▶ [AIM OF THE EXERCISE]: Write out each of the following records line by line, with every line reproduced unchanged.

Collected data

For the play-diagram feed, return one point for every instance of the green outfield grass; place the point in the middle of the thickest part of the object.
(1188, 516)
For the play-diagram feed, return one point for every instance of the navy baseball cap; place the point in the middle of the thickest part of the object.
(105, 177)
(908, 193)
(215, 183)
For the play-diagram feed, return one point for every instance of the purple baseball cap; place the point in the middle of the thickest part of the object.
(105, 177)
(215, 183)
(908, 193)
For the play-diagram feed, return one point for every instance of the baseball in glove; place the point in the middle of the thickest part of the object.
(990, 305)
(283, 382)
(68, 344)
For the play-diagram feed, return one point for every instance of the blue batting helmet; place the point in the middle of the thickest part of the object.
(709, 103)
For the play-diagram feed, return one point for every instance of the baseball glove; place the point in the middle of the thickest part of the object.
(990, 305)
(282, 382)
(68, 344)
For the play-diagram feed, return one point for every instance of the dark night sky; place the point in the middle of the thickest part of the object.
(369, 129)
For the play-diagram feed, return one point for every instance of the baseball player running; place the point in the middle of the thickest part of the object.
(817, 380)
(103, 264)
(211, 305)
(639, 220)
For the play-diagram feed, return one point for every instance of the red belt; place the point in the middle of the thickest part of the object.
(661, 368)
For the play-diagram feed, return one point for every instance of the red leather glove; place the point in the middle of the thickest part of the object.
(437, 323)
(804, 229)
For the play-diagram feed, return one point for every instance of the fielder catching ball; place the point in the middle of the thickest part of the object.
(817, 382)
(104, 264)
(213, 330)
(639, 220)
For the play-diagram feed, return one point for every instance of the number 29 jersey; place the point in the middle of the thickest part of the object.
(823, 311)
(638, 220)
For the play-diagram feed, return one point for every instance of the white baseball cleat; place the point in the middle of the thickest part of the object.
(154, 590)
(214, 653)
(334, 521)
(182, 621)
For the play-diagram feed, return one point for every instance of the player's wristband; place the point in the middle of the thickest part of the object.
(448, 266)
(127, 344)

▶ [SOLUTION]:
For the play-diagram feed, return one point for every instance of the green outfield grass; place the point in the middle of the thickest part of the object.
(1188, 516)
For the play-diagram feed, return one point for every instance of the navy baseball cap; place the point in the middle of the thickest part of the object.
(105, 177)
(908, 193)
(215, 183)
For the play-diagram feed, return one point for every instance of the purple baseball cap; place the point in the middle of the thickest part of the object.
(105, 177)
(215, 183)
(908, 193)
For the play-diagram feed, return one point for every instance of the baseball in glove; place the point in the middle of the thickest part of the object.
(990, 305)
(283, 382)
(68, 344)
For the play-diagram feed, return one point for every instance of the blue batting helmet; place the point in the middle of the thickest part of the object.
(709, 103)
For the play-diagram feed, return one point for every instance of the baseball glove; place the point in the middle of the thickest part of the object.
(990, 305)
(282, 382)
(68, 344)
For the play-diagram feed, return one point for every instance of the dark night sky; place the point in the middle of the thickest part of the object.
(369, 129)
For the play-diagram feed, return one point for every instance of the baseball player running; place the point in the middle of the thickest part of the object.
(817, 380)
(103, 264)
(211, 305)
(639, 220)
For the play-diagram feed, return one point for every instance of the red belt; place the point in the middle of the thickest part of the object.
(661, 368)
For the play-diagram feed, return one point for every instance of the red leather glove; place the point in the middle of the thickest part of the object.
(437, 323)
(804, 229)
For the play-diagram feed, return one point for every instance of the fielder catching ball; place the point in the middle of the thickest part of the object.
(817, 382)
(104, 264)
(213, 330)
(639, 220)
For the play-diagram feed, return one point for every instance of the number 29 jersey; place the point in the middle of the thickest part of the object.
(823, 311)
(638, 220)
For the play-diagram feed, return one point for every instance of the white baseball cleat; place the point in the middle of the thickest part of the object.
(154, 590)
(214, 653)
(334, 521)
(182, 621)
For the play-diagram feed, return one point for every instance of the player's wristband; place the point in the middle of the thickest part of the object.
(448, 266)
(127, 344)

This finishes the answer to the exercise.